§ **Exercise material**:
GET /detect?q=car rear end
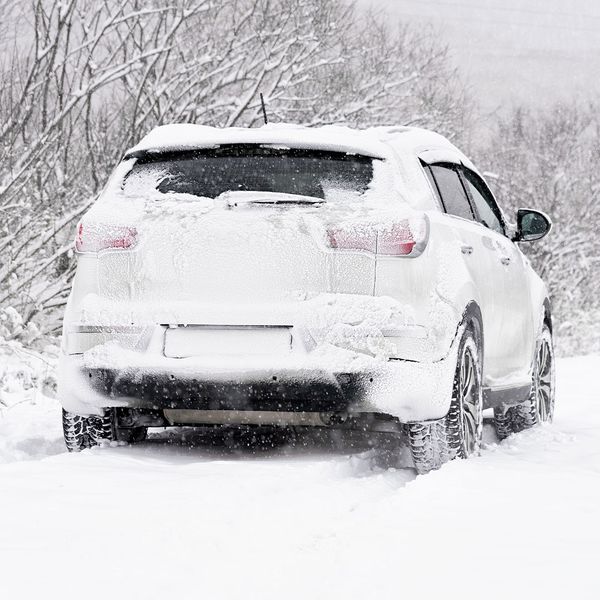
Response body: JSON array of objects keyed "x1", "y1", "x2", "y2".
[{"x1": 59, "y1": 127, "x2": 451, "y2": 436}]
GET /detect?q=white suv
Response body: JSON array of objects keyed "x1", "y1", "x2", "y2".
[{"x1": 59, "y1": 125, "x2": 554, "y2": 472}]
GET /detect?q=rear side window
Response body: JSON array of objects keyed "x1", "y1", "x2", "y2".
[
  {"x1": 430, "y1": 164, "x2": 473, "y2": 221},
  {"x1": 462, "y1": 168, "x2": 504, "y2": 235}
]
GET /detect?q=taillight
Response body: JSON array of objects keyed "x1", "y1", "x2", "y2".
[
  {"x1": 75, "y1": 223, "x2": 137, "y2": 252},
  {"x1": 327, "y1": 217, "x2": 428, "y2": 256}
]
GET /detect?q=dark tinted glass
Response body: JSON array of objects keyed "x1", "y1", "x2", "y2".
[
  {"x1": 463, "y1": 169, "x2": 504, "y2": 234},
  {"x1": 431, "y1": 165, "x2": 473, "y2": 220},
  {"x1": 423, "y1": 164, "x2": 446, "y2": 210},
  {"x1": 124, "y1": 146, "x2": 373, "y2": 198}
]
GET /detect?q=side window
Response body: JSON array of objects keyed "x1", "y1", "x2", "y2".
[
  {"x1": 462, "y1": 167, "x2": 504, "y2": 235},
  {"x1": 430, "y1": 164, "x2": 473, "y2": 221},
  {"x1": 421, "y1": 163, "x2": 446, "y2": 210}
]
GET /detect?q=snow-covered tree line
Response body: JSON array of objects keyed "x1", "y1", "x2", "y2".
[
  {"x1": 0, "y1": 0, "x2": 468, "y2": 335},
  {"x1": 479, "y1": 102, "x2": 600, "y2": 353}
]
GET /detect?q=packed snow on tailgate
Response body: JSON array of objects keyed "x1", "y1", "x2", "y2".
[{"x1": 73, "y1": 127, "x2": 430, "y2": 384}]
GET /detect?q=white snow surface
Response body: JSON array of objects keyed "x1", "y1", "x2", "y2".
[{"x1": 0, "y1": 346, "x2": 600, "y2": 600}]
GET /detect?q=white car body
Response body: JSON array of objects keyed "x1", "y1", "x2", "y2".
[{"x1": 59, "y1": 125, "x2": 550, "y2": 432}]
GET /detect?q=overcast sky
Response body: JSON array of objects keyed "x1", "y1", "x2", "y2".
[{"x1": 359, "y1": 0, "x2": 600, "y2": 113}]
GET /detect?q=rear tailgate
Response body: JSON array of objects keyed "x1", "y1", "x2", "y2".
[{"x1": 98, "y1": 206, "x2": 375, "y2": 312}]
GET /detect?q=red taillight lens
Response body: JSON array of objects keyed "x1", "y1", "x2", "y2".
[
  {"x1": 327, "y1": 219, "x2": 427, "y2": 256},
  {"x1": 75, "y1": 223, "x2": 137, "y2": 252}
]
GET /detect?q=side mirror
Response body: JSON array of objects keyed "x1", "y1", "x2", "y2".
[{"x1": 513, "y1": 208, "x2": 552, "y2": 242}]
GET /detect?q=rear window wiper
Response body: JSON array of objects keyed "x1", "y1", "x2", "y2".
[{"x1": 217, "y1": 191, "x2": 325, "y2": 208}]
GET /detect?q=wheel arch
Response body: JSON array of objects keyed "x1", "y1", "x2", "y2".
[{"x1": 459, "y1": 300, "x2": 484, "y2": 364}]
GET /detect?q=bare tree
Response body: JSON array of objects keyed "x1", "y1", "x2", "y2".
[
  {"x1": 0, "y1": 0, "x2": 468, "y2": 340},
  {"x1": 484, "y1": 104, "x2": 600, "y2": 351}
]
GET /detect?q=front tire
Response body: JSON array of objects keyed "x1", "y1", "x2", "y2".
[
  {"x1": 406, "y1": 328, "x2": 483, "y2": 474},
  {"x1": 494, "y1": 324, "x2": 555, "y2": 440}
]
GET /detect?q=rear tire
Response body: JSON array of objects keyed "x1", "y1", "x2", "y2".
[
  {"x1": 494, "y1": 324, "x2": 554, "y2": 440},
  {"x1": 62, "y1": 408, "x2": 116, "y2": 452},
  {"x1": 406, "y1": 328, "x2": 483, "y2": 474}
]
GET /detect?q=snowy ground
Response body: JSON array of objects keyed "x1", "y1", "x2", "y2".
[{"x1": 0, "y1": 356, "x2": 600, "y2": 600}]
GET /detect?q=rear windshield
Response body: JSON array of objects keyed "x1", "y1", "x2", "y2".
[{"x1": 123, "y1": 145, "x2": 373, "y2": 199}]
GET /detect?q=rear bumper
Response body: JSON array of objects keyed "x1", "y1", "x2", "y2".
[
  {"x1": 59, "y1": 352, "x2": 456, "y2": 423},
  {"x1": 86, "y1": 367, "x2": 373, "y2": 412}
]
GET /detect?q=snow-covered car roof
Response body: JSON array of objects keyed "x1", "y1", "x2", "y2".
[{"x1": 125, "y1": 124, "x2": 468, "y2": 166}]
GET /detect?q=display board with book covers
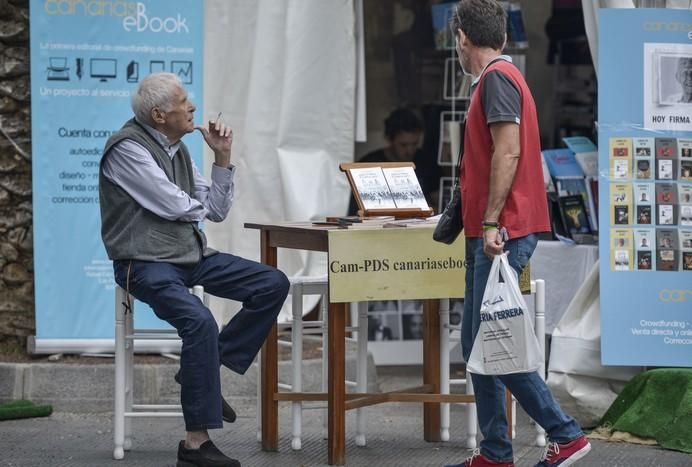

§ **What you will do**: Change every "GET" in the listing to "POST" and leave everything else as it is. Reproduce the full listing without the pictures.

§ **Finished exercise**:
POST /detect?q=car rear end
Response body: JSON array of objects keyed "x1", "y1", "x2", "y2".
[{"x1": 59, "y1": 127, "x2": 451, "y2": 436}]
POST /detect?q=white suv
Response body: JSON array of objects keyed "x1", "y1", "x2", "y2".
[{"x1": 59, "y1": 125, "x2": 554, "y2": 472}]
POST /detect?q=rear side window
Response body: JSON array of objects keyed "x1", "y1", "x2", "y2".
[
  {"x1": 430, "y1": 164, "x2": 473, "y2": 221},
  {"x1": 462, "y1": 168, "x2": 504, "y2": 235}
]
POST /detect?q=taillight
Response body: JSON array of objects keyed "x1", "y1", "x2", "y2".
[
  {"x1": 75, "y1": 223, "x2": 137, "y2": 252},
  {"x1": 327, "y1": 217, "x2": 428, "y2": 256}
]
POST /detect?q=dark tinted glass
Response body: JSON array of objects keyed "x1", "y1", "x2", "y2".
[
  {"x1": 463, "y1": 169, "x2": 504, "y2": 234},
  {"x1": 431, "y1": 165, "x2": 473, "y2": 220},
  {"x1": 423, "y1": 164, "x2": 446, "y2": 210},
  {"x1": 124, "y1": 146, "x2": 373, "y2": 198}
]
POST /detect?q=side window
Response body: JSON array of objects keyed "x1", "y1", "x2", "y2".
[
  {"x1": 462, "y1": 167, "x2": 504, "y2": 235},
  {"x1": 430, "y1": 164, "x2": 473, "y2": 221},
  {"x1": 421, "y1": 163, "x2": 446, "y2": 210}
]
POST /detect?q=snow-covered tree line
Response body: JSON array of objects keyed "x1", "y1", "x2", "y2".
[
  {"x1": 0, "y1": 0, "x2": 468, "y2": 335},
  {"x1": 479, "y1": 102, "x2": 600, "y2": 353}
]
POST /detect?q=packed snow on tailgate
Response body: JSON array of objects keyed "x1", "y1", "x2", "y2".
[{"x1": 73, "y1": 127, "x2": 430, "y2": 384}]
POST /detect?q=white snow surface
Response body: JSON array of objects keyed "x1", "y1", "x2", "y2".
[{"x1": 0, "y1": 346, "x2": 600, "y2": 600}]
POST /detect?q=white car body
Response body: JSON array of objects keyed "x1", "y1", "x2", "y2".
[{"x1": 59, "y1": 125, "x2": 550, "y2": 432}]
POST /detect?q=overcast sky
Response body: JSON array of objects keyed "x1", "y1", "x2", "y2".
[{"x1": 359, "y1": 0, "x2": 600, "y2": 113}]
POST /detect?q=rear tailgate
Response body: JSON array of objects keyed "x1", "y1", "x2", "y2".
[{"x1": 98, "y1": 206, "x2": 375, "y2": 312}]
POST /detect?q=red taillight lens
Response body: JSON array of objects keyed "x1", "y1", "x2", "y2".
[
  {"x1": 327, "y1": 219, "x2": 427, "y2": 256},
  {"x1": 75, "y1": 223, "x2": 137, "y2": 252}
]
POST /detect?q=side mirror
Response body: JSON array of objects keyed "x1", "y1", "x2", "y2".
[{"x1": 513, "y1": 208, "x2": 552, "y2": 242}]
POST /detect?q=rear window wiper
Response body: JSON array of objects keyed "x1", "y1", "x2", "y2".
[{"x1": 217, "y1": 191, "x2": 325, "y2": 208}]
POST /detect?q=wheel arch
Response body: JSON array of objects keyed "x1", "y1", "x2", "y2".
[{"x1": 459, "y1": 300, "x2": 484, "y2": 364}]
POST /detect?q=bare tree
Response body: JSON array of objects keyed "x1", "y1", "x2", "y2".
[
  {"x1": 0, "y1": 0, "x2": 468, "y2": 340},
  {"x1": 484, "y1": 104, "x2": 600, "y2": 351}
]
POST /detect?q=front tire
Response body: JSON array of objects keyed "x1", "y1", "x2", "y2".
[
  {"x1": 406, "y1": 328, "x2": 483, "y2": 474},
  {"x1": 494, "y1": 324, "x2": 555, "y2": 440}
]
POST /detect?q=rear tire
Response body: JSON array of objects keyed "x1", "y1", "x2", "y2".
[
  {"x1": 494, "y1": 324, "x2": 554, "y2": 440},
  {"x1": 62, "y1": 408, "x2": 116, "y2": 452},
  {"x1": 406, "y1": 328, "x2": 483, "y2": 474}
]
POST /detect?q=snowy ground
Response body: JSON array of objects keyed "x1", "y1", "x2", "y2".
[{"x1": 0, "y1": 356, "x2": 600, "y2": 600}]
POST /detect?q=rear windshield
Response body: JSON array of objects keyed "x1", "y1", "x2", "y2".
[{"x1": 123, "y1": 145, "x2": 373, "y2": 199}]
POST /detect?q=rear bumper
Response body: JSON array of objects keyed "x1", "y1", "x2", "y2".
[
  {"x1": 59, "y1": 352, "x2": 456, "y2": 423},
  {"x1": 86, "y1": 367, "x2": 373, "y2": 412}
]
POST /detect?q=snow-covered car roof
Response body: JSON array of objects keyed "x1", "y1", "x2", "y2".
[{"x1": 125, "y1": 124, "x2": 468, "y2": 166}]
POST /detect?q=display board with book covers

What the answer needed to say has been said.